TASK GOAL —
An exact copy of every record is the required answer.

Region pointing data
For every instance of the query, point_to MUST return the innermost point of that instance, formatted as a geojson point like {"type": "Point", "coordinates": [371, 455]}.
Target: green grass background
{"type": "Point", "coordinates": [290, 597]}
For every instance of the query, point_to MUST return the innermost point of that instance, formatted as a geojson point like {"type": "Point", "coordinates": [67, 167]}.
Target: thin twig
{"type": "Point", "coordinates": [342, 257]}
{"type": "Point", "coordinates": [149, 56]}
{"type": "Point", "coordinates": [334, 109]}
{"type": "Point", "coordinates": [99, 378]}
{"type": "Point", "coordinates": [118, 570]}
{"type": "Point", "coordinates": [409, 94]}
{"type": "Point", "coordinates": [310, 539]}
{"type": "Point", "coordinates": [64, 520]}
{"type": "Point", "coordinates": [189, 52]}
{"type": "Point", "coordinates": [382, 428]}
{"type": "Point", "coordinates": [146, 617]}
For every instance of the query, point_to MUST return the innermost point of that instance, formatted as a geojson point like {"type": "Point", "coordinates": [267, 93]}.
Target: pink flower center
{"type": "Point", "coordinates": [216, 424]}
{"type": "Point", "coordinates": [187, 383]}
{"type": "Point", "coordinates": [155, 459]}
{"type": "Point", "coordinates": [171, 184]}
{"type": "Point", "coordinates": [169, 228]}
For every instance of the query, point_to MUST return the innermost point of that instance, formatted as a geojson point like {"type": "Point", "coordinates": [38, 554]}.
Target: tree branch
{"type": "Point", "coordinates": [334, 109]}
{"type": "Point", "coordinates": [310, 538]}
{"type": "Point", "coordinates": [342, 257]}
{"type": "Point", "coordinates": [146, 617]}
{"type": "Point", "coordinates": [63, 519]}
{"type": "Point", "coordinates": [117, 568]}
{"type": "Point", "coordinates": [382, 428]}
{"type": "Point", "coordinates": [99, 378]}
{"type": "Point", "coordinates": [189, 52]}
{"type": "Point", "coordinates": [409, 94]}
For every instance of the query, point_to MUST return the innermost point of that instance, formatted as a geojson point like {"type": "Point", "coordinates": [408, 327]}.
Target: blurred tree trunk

RESULT FOR THIS EXERCISE —
For every instance of the query, point_to MUST return the innermost point of that instance, formatted as a geojson point like {"type": "Point", "coordinates": [371, 455]}.
Target: green grass background
{"type": "Point", "coordinates": [290, 597]}
For every instance of the query, point_to MUST return the innermost point of that instance, formatted as a geojson point like {"type": "Point", "coordinates": [67, 167]}.
Target: thin twig
{"type": "Point", "coordinates": [342, 257]}
{"type": "Point", "coordinates": [149, 56]}
{"type": "Point", "coordinates": [334, 109]}
{"type": "Point", "coordinates": [99, 378]}
{"type": "Point", "coordinates": [118, 570]}
{"type": "Point", "coordinates": [409, 94]}
{"type": "Point", "coordinates": [310, 539]}
{"type": "Point", "coordinates": [64, 520]}
{"type": "Point", "coordinates": [189, 52]}
{"type": "Point", "coordinates": [382, 428]}
{"type": "Point", "coordinates": [146, 617]}
For every instance of the query, point_to MUST return the innermost point of that instance, formatted as a geojson point like {"type": "Point", "coordinates": [267, 93]}.
Target: pink flower center
{"type": "Point", "coordinates": [216, 424]}
{"type": "Point", "coordinates": [187, 383]}
{"type": "Point", "coordinates": [155, 459]}
{"type": "Point", "coordinates": [171, 184]}
{"type": "Point", "coordinates": [169, 228]}
For every instance of the query, point_to MUST return the innermost point of that instance, formatted as a geojson point like {"type": "Point", "coordinates": [38, 554]}.
Target: tree branch
{"type": "Point", "coordinates": [334, 109]}
{"type": "Point", "coordinates": [310, 538]}
{"type": "Point", "coordinates": [342, 257]}
{"type": "Point", "coordinates": [146, 617]}
{"type": "Point", "coordinates": [63, 519]}
{"type": "Point", "coordinates": [117, 568]}
{"type": "Point", "coordinates": [382, 428]}
{"type": "Point", "coordinates": [99, 378]}
{"type": "Point", "coordinates": [189, 52]}
{"type": "Point", "coordinates": [409, 94]}
For every instance of the query, point_to MUST return the innermost point of that instance, formatted as a geojson point like {"type": "Point", "coordinates": [408, 327]}.
Target: blurred tree trunk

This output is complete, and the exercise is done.